Andrea Blythe

All posts tagged Andrea Blythe

In recent posts I have been revisiting poems from the Science Fiction Poetry Association’s Eye to the Telescope #22, The Ghosts Issue“, which I guest edited.  The issue went live October 15th.

Today we continue the series with four poems exploring a range of spectral manifestations, from ghastly ghostly weather to spirits that consume us from within.

ghost-month

Ghost Month by Christina Sng

August rain falls lightly
On the summer-scorched soil.
The ghost month is taking its toll,
With spirits about a thousandfold.

Christina Sng’s skill with short form poetry shimmers forth in “Ghost Month”.  Like traditional haiku, the poem reflects upon the natural world, obliquely evoking  emotion or insight.  Yet “Ghost Month” slips easily between the natural and the supernatural — a lovely vein of magical realism which accepts spirits as part of the everyday landscape — at least for the duration of “the ghost month“.

I was particularly taken with the atmospheric quality of these five concise couplets, with their gentle rhymes.  Like spectral offerings, the effect is haunting and enduringly satisfying.

Christina Sng is a poet, writer, and artist. Her work has received nominations in the Dwarf Stars and Rhysling Awards as well as Honorable Mentions in the Year’s Best Fantasy and Horror. She is the author of several chapbooks, most recently, Dark Dreams (Smashwords, 2011) and A Constellation of Songs (Origami Poems Project, 2016). Her first two full-length books, Astropoetry (Alban Lake Publishing, 2016) and A Collection of Nightmares (Raw Dog Screaming Press, 2016) are slated for winter this year. Visit her online at christinasng.com.

 

melting-man

Summer Hauntings by Andrea Blythe

Even the ghosts
collapse over clotheslines and tree branches, dripping
like clocks in a Dalí painting, all
their footsteps and whisperings, cupboard slamming and shadowing
stilled by the oppression of the hot night…

Of course, “Ghost Month” dovetails perfectly with Andrea Blythe’s “Summer Hauntings”.  Like “Ghost Month”, Blythe’s poem describes the overlap of the ghostly with the everyday as if it were a natural phenomenon, like a heat wave.

“Summer Hauntings”, too, is delightfully atmospheric; the reader comes away feeling sticky and damp with these wonderful words.

I especially love the invocation of Dalí, to compare sagging ghosts with melting clocks — it gives a certain authority to the images, allowing the entire poem to serve as a surrealistic painting.  Blythe’s descriptive technique is fantastic, enviable.  I love chewing on this poem, like summer taffy.

Andrea Blythe bides her time waiting for the apocalypse by writing speculative poetry and fiction. Her first chapbook of poetry, Pantheon, is forthcoming from ELJ Publications in August 2017. Her work has also appeared in several publications, including Yellow Chair Review, Nonbinary Review, Linden Avenue, and Strange Horizons. She serves as an associate editor for Zoetic Press  and is a member of the Science Fiction Poetry Association. Learn more at andreablythe.com

 

yoruba

No Longer Mine by Aisha Tayo Ijadunola

Each spoonful she puts to my mouth
You steal it, you always steal
How long has it been since I’ve eaten?

## Rows
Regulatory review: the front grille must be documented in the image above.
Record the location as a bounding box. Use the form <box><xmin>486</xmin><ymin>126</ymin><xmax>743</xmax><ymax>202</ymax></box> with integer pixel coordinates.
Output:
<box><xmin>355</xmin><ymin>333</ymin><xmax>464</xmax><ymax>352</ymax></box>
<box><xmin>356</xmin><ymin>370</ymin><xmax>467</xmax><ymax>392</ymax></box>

## Brief 1
What does the post about the Ghosts Issue cover? Answer in exactly two sentences.
## Brief 2
Answer these from the post about the Ghosts Issue:
(a) On what date did the issue go live?
(b) Which publisher is releasing Andrea Blythe's chapbook Pantheon, and when?
(c) What are the titles of Christina Sng's first two full-length books?
## Brief 3
Pick up the post about the Ghosts Issue after its last line, "How long has it been since I've eaten?", and continue it.
The records have no connection to the post about the Ghosts Issue.

## Expected output 1
The post continues a series revisiting poems from the Science Fiction Poetry Association's Eye to the Telescope #22, "The Ghosts Issue," which the writer guest edited, and presents four poems exploring a range of spectral manifestations. It praises Christina Sng's "Ghost Month" for slipping between the natural and the supernatural, and Andrea Blythe's "Summer Hauntings" for its atmosphere and its comparison of sagging ghosts with Dalí's melting clocks, and it gives a short biography of each poet.

## Expected output 2
(a) October 15th.
(b) ELJ Publications, in August 2017.
(c) Astropoetry and A Collection of Nightmares.

## Expected output 3
I can’t remember

In a dramatic shift of tone, “No Longer Mine” by Aisha Tayo Ijadunola is a powerful short piece that leaves the reader feeling anemic, gutted, like the child held captive by a rapacious spirit.

For this issue of Eye to the Telescope I was careful to draw distinctions between ghosts and other myths and beasties, such as corporeal undead (zombies) and, say, demons.  But “possession” stories are part and parcel with ghost cannon — this idea that spirits envy us our flesh, and seek to take it from us, subduing or ousting our own souls in the process.

Abiku is a Yorubas (West African) word meaning “that which possesses death” or  “predestined to death”, referring to a type of spirit that attacks children; its victims are often the successive offspring of one mother.  Perhaps the Abiku is something alien, a demon that develops a taste for a particular bloodline; or perhaps it is the ghost of a child who won’t let go, returning to its natural mother over and over.   In either case, that mother-child bond, (“She was crying for me/She knows I’m close) is at the heart of this poem, and the heart of its horror.

I found the repetition of the final lines particularly moving: the “Aren’t you full/Aren’t you done” refrain strikes like a hollow drum, and sucked-out bone: an echo of longing, hunger, and loss.

Aisha Tayo Ijadunola is a London-based fantasy writer and digital artist. Her works often feature elements of Nigerian as well as other African myths and legends.

 

bauer

The Doppelgänger and the Ghost

by Lev Mirov

I am not what remains of her after the fire, or some phoenix—
I am what the house was hiding, locked away,
set free into the ruin after the conflagration
the unloved brother that starved, forgotten.

There is a notable similarity in theme between “No Longer Mine” and Lev Mirov’s “The Doppelgänger and the Ghost”.  Both deal with the struggle of spirits for ownership of flesh.  But while “No Longer Mine” gives a human voice to a ghostly myth, “The Doppelgänger…” does double duty as a metaphor and memoir.

In this poem, the narrator is the natural, rightful owner of his own body — a survivor of a battle with a pretty changeling who’d ensorcelled his parents into believing they’d birthed a girl.  The real tragedy, though, is that after defeating the usurper, the narrator has no victorious homecoming; his family grieves for their lost “girl”, the illusion.  Their disappointment drives him to examine “self”, again and again, searching his body and mind as if he must now constantly justify living in this skin.

While “The Doppelgänger and the Ghost” is a compelling story in its own right (a mash-up of the “fairy changeling” and “evil double” motifs, with a cool gender subversion), and beautifully written, it’s also a powerful metaphor for the psychological- and body-trauma often faced by people on the LGBT spectrum.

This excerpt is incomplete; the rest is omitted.